# Task instructions
Retype the material word for word.

::: Source data

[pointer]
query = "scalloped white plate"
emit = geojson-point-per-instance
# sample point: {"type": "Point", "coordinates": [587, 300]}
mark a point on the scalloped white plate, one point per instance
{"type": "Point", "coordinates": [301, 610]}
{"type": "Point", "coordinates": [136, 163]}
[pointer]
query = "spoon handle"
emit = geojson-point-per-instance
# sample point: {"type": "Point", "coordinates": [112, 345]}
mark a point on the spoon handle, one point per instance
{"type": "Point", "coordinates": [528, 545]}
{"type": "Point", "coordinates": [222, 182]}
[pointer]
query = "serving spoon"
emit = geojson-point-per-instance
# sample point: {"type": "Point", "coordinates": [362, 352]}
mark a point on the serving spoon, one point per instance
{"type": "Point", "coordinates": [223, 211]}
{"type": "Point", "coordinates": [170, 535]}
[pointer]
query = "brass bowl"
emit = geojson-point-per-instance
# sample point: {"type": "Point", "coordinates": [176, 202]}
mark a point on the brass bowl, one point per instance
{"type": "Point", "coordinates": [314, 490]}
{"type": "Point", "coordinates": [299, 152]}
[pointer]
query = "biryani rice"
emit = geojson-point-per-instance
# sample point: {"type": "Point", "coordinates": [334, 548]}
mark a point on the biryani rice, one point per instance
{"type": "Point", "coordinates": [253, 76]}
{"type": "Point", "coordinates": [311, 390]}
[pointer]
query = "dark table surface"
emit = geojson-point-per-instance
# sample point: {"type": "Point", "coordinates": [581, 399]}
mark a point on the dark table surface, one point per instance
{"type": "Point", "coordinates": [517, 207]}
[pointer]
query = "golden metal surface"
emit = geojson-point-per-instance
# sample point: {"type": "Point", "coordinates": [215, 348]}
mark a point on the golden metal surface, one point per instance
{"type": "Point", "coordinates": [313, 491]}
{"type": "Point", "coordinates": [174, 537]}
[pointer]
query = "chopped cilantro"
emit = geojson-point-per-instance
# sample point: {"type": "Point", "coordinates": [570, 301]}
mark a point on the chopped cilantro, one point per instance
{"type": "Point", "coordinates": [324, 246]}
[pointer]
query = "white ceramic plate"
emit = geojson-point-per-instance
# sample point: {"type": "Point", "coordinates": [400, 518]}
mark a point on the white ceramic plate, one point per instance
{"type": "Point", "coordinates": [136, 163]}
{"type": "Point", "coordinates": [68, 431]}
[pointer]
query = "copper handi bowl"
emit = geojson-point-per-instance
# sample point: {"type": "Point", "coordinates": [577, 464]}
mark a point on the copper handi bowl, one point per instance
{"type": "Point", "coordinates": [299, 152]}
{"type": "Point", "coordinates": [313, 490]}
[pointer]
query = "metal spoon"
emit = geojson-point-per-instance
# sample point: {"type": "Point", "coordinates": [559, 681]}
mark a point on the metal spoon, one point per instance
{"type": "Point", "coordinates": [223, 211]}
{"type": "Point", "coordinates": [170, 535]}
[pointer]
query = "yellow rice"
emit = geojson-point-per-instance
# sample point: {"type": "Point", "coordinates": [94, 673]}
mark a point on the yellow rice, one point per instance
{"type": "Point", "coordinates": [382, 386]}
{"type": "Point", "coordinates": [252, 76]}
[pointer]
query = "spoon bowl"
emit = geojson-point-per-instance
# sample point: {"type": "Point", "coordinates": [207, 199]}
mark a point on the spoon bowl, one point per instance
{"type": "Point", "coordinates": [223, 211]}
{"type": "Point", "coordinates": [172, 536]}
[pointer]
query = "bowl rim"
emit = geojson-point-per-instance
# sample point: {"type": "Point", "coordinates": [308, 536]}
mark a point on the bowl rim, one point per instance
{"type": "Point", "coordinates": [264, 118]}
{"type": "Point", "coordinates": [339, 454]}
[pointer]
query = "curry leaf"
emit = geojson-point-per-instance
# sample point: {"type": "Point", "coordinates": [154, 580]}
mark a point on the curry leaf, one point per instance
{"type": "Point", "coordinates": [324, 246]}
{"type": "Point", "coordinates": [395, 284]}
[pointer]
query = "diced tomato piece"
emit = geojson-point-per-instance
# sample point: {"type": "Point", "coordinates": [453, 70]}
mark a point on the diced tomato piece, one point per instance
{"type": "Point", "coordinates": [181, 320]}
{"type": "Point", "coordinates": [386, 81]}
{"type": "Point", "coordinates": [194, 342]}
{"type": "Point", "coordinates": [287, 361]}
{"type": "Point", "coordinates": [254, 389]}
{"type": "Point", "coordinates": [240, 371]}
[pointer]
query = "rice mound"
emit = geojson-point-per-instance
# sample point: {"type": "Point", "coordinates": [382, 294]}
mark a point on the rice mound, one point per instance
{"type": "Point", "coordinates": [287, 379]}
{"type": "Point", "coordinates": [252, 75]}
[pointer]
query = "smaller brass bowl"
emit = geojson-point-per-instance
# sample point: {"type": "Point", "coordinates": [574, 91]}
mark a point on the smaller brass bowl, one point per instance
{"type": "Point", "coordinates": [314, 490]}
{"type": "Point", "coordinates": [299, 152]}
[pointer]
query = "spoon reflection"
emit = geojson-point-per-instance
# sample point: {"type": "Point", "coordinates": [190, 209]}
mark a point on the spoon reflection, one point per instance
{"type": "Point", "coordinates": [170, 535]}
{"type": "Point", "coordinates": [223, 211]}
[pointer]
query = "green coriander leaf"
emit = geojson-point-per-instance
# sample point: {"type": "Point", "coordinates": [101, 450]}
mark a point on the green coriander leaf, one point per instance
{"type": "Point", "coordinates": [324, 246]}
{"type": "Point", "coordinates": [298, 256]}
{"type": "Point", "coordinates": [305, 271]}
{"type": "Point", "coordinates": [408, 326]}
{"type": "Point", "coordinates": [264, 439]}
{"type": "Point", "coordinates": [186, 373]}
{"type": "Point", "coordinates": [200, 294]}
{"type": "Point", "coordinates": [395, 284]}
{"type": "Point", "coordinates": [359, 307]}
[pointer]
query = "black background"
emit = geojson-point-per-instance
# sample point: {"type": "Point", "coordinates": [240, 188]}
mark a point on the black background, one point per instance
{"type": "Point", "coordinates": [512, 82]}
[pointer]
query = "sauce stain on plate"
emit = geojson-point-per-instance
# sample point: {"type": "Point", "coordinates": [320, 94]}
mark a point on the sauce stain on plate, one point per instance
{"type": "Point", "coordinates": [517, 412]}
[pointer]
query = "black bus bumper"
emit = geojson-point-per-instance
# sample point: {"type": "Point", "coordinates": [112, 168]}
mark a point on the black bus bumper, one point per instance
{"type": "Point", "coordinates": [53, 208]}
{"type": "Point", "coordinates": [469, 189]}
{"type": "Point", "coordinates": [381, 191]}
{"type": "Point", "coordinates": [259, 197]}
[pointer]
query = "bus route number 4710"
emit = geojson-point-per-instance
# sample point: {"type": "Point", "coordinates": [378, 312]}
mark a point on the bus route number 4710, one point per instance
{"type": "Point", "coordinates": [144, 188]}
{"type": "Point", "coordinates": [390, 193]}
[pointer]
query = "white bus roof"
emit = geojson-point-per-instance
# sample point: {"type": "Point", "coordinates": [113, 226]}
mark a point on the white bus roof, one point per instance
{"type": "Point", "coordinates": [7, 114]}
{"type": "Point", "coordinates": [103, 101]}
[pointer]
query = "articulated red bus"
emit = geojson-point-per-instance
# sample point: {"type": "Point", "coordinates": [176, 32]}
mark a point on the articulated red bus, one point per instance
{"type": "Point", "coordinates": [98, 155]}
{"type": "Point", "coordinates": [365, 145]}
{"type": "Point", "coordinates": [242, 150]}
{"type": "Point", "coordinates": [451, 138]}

::::::

# Full answer
[pointer]
query = "scalloped white plate"
emit = geojson-point-per-instance
# sample point: {"type": "Point", "coordinates": [587, 300]}
mark a point on the scalloped white plate, one point per instance
{"type": "Point", "coordinates": [301, 610]}
{"type": "Point", "coordinates": [136, 163]}
[pointer]
query = "spoon handle"
emit = geojson-point-per-instance
# sample point: {"type": "Point", "coordinates": [112, 345]}
mark a point on the spoon handle, one point per instance
{"type": "Point", "coordinates": [528, 545]}
{"type": "Point", "coordinates": [222, 182]}
[pointer]
query = "serving spoon"
emit = geojson-point-per-instance
# sample point: {"type": "Point", "coordinates": [362, 352]}
mark a point on the serving spoon, one point per instance
{"type": "Point", "coordinates": [223, 211]}
{"type": "Point", "coordinates": [170, 535]}
[pointer]
query = "brass bowl"
emit = geojson-point-per-instance
# sample point: {"type": "Point", "coordinates": [176, 202]}
mark a point on the brass bowl, one point per instance
{"type": "Point", "coordinates": [314, 490]}
{"type": "Point", "coordinates": [299, 152]}
[pointer]
query = "biryani rice"
emit = geojson-point-per-instance
# sample point: {"type": "Point", "coordinates": [334, 548]}
mark a point on the biryani rice, one point per instance
{"type": "Point", "coordinates": [253, 76]}
{"type": "Point", "coordinates": [311, 390]}
[pointer]
query = "dark table surface"
emit = geojson-point-per-instance
# sample point: {"type": "Point", "coordinates": [581, 399]}
mark a point on the dark table surface, one point per instance
{"type": "Point", "coordinates": [517, 207]}
[pointer]
query = "golden metal surface"
emit = geojson-point-per-instance
# sample point: {"type": "Point", "coordinates": [215, 348]}
mark a point on the golden metal surface, one point per instance
{"type": "Point", "coordinates": [313, 491]}
{"type": "Point", "coordinates": [174, 537]}
[pointer]
query = "chopped cilantro"
emit = geojson-point-per-instance
# sample point: {"type": "Point", "coordinates": [570, 301]}
mark a point on the chopped cilantro, one point per instance
{"type": "Point", "coordinates": [324, 246]}
[pointer]
query = "white ceramic plate"
emit = geojson-point-per-instance
# sample point: {"type": "Point", "coordinates": [400, 518]}
mark a point on the white ceramic plate, one point per instance
{"type": "Point", "coordinates": [136, 163]}
{"type": "Point", "coordinates": [68, 431]}
[pointer]
query = "copper handi bowl"
emit = geojson-point-per-instance
# sample point: {"type": "Point", "coordinates": [577, 464]}
mark a point on the copper handi bowl, one point per instance
{"type": "Point", "coordinates": [299, 152]}
{"type": "Point", "coordinates": [313, 490]}
[pointer]
query = "metal spoon"
emit = geojson-point-per-instance
# sample point: {"type": "Point", "coordinates": [559, 681]}
mark a point on the metal spoon, one point per instance
{"type": "Point", "coordinates": [223, 211]}
{"type": "Point", "coordinates": [170, 535]}
[pointer]
query = "yellow rice"
emit = geojson-point-per-instance
# sample point: {"type": "Point", "coordinates": [94, 673]}
mark a point on the yellow rice, one point per instance
{"type": "Point", "coordinates": [382, 386]}
{"type": "Point", "coordinates": [252, 76]}
[pointer]
query = "spoon bowl"
emit = geojson-point-per-instance
# sample point: {"type": "Point", "coordinates": [207, 199]}
mark a point on the spoon bowl, one point per instance
{"type": "Point", "coordinates": [223, 211]}
{"type": "Point", "coordinates": [172, 536]}
[pointer]
query = "bowl rim"
emit = geojson-point-per-instance
# sample point: {"type": "Point", "coordinates": [308, 536]}
mark a point on the bowl rim, one point per instance
{"type": "Point", "coordinates": [264, 118]}
{"type": "Point", "coordinates": [339, 454]}
[pointer]
query = "curry leaf"
emit = geojson-point-per-instance
# sample point: {"type": "Point", "coordinates": [154, 580]}
mark a point on the curry leaf, one point per instance
{"type": "Point", "coordinates": [324, 246]}
{"type": "Point", "coordinates": [395, 284]}
[pointer]
query = "diced tomato piece"
emit = geojson-point-per-instance
# sample point: {"type": "Point", "coordinates": [453, 70]}
mark a point on the diced tomato piece, one point per instance
{"type": "Point", "coordinates": [181, 320]}
{"type": "Point", "coordinates": [386, 81]}
{"type": "Point", "coordinates": [194, 342]}
{"type": "Point", "coordinates": [287, 361]}
{"type": "Point", "coordinates": [254, 389]}
{"type": "Point", "coordinates": [240, 371]}
[pointer]
query = "rice mound"
emit = geojson-point-per-instance
# sample point: {"type": "Point", "coordinates": [382, 294]}
mark a point on the rice mound, one point per instance
{"type": "Point", "coordinates": [287, 379]}
{"type": "Point", "coordinates": [252, 75]}
[pointer]
query = "smaller brass bowl"
emit = geojson-point-per-instance
# sample point: {"type": "Point", "coordinates": [574, 91]}
mark a point on the smaller brass bowl, one point per instance
{"type": "Point", "coordinates": [314, 490]}
{"type": "Point", "coordinates": [299, 152]}
[pointer]
query = "spoon reflection"
emit = geojson-point-per-instance
# sample point: {"type": "Point", "coordinates": [190, 209]}
mark a point on the spoon reflection, one point per instance
{"type": "Point", "coordinates": [170, 535]}
{"type": "Point", "coordinates": [223, 211]}
[pointer]
query = "green coriander leaf"
emit = geojson-point-per-instance
# sample point: {"type": "Point", "coordinates": [101, 450]}
mark a point on the green coriander leaf, one point per instance
{"type": "Point", "coordinates": [324, 246]}
{"type": "Point", "coordinates": [298, 256]}
{"type": "Point", "coordinates": [305, 271]}
{"type": "Point", "coordinates": [408, 326]}
{"type": "Point", "coordinates": [264, 439]}
{"type": "Point", "coordinates": [186, 373]}
{"type": "Point", "coordinates": [200, 294]}
{"type": "Point", "coordinates": [395, 284]}
{"type": "Point", "coordinates": [359, 307]}
[pointer]
query = "black background"
emit = geojson-point-per-instance
# sample point: {"type": "Point", "coordinates": [240, 188]}
mark a point on the black background, one point per instance
{"type": "Point", "coordinates": [512, 82]}
[pointer]
query = "sauce stain on plate"
emit = geojson-point-per-instance
# sample point: {"type": "Point", "coordinates": [320, 94]}
mark a point on the sauce stain on plate, one point per instance
{"type": "Point", "coordinates": [517, 412]}
[pointer]
query = "black bus bumper"
emit = geojson-point-per-instance
# sample point: {"type": "Point", "coordinates": [112, 168]}
mark a point on the black bus bumper, one point per instance
{"type": "Point", "coordinates": [53, 208]}
{"type": "Point", "coordinates": [469, 189]}
{"type": "Point", "coordinates": [381, 191]}
{"type": "Point", "coordinates": [259, 197]}
[pointer]
query = "bus route number 4710"
emit = geojson-point-per-instance
# sample point: {"type": "Point", "coordinates": [378, 312]}
mark a point on the bus route number 4710, one point per instance
{"type": "Point", "coordinates": [144, 188]}
{"type": "Point", "coordinates": [390, 193]}
[pointer]
query = "white bus roof"
emit = geojson-point-per-instance
# sample point: {"type": "Point", "coordinates": [113, 226]}
mark a point on the white bus roof, one point per instance
{"type": "Point", "coordinates": [7, 114]}
{"type": "Point", "coordinates": [103, 101]}
[pointer]
query = "articulated red bus"
emit = geojson-point-per-instance
# sample point: {"type": "Point", "coordinates": [176, 32]}
mark a point on the articulated red bus, one point per instance
{"type": "Point", "coordinates": [98, 155]}
{"type": "Point", "coordinates": [365, 145]}
{"type": "Point", "coordinates": [242, 150]}
{"type": "Point", "coordinates": [451, 138]}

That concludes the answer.